- _WHAT IS BEING ASKED_:
Locate the string "jacket" in the listing below. Copy every line where it is found.
··· DATASET EXCERPTS ···
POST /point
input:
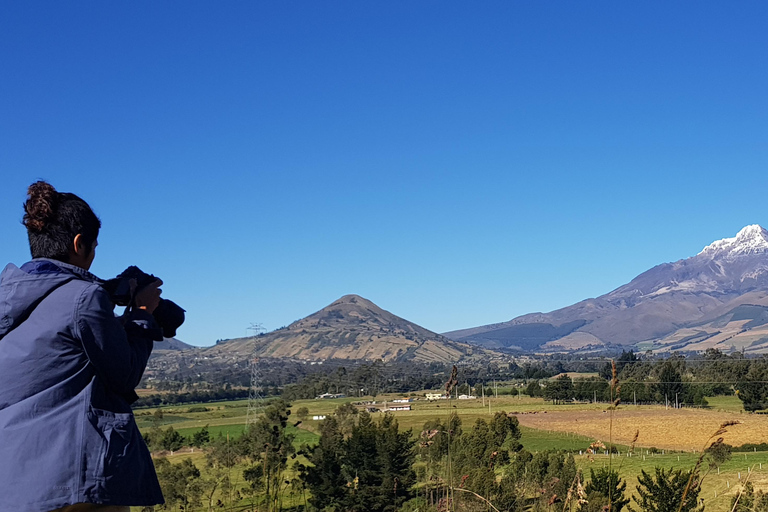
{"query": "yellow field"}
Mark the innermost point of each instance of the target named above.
(671, 429)
(547, 426)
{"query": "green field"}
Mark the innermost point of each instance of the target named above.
(228, 418)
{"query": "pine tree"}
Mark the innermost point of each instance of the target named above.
(605, 486)
(664, 492)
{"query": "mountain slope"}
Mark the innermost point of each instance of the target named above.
(652, 307)
(351, 328)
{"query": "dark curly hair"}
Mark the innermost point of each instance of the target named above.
(53, 219)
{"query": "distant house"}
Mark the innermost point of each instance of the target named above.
(328, 396)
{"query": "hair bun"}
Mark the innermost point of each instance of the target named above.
(40, 206)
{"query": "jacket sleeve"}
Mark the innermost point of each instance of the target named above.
(118, 353)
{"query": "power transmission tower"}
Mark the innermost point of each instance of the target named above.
(255, 398)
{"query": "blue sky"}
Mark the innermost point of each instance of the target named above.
(457, 163)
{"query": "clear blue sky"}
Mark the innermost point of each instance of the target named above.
(457, 163)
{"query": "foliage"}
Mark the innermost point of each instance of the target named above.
(752, 388)
(201, 437)
(559, 390)
(664, 491)
(369, 471)
(605, 487)
(268, 446)
(180, 484)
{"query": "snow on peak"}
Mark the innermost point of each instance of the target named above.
(751, 239)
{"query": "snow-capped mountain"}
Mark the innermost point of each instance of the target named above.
(649, 310)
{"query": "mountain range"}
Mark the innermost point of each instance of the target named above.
(715, 299)
(350, 328)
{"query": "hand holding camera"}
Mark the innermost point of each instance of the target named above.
(137, 289)
(148, 298)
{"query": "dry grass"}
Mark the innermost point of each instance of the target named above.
(671, 429)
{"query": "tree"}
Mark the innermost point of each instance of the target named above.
(533, 389)
(180, 483)
(664, 491)
(670, 380)
(324, 477)
(302, 413)
(267, 445)
(371, 471)
(171, 440)
(752, 389)
(559, 390)
(605, 487)
(201, 437)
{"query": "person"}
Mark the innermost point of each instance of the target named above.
(68, 370)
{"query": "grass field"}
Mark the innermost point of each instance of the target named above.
(678, 432)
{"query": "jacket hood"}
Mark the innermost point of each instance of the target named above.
(21, 289)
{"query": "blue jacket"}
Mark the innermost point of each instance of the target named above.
(68, 369)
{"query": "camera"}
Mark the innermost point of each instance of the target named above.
(168, 314)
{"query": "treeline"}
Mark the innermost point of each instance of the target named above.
(361, 465)
(364, 465)
(189, 397)
(674, 381)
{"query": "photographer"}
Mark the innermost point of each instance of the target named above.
(68, 369)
···
- _SOLUTION TO THIS PROBLEM_:
{"query": "jacket sleeve"}
{"query": "jacket hood"}
{"query": "blue jacket"}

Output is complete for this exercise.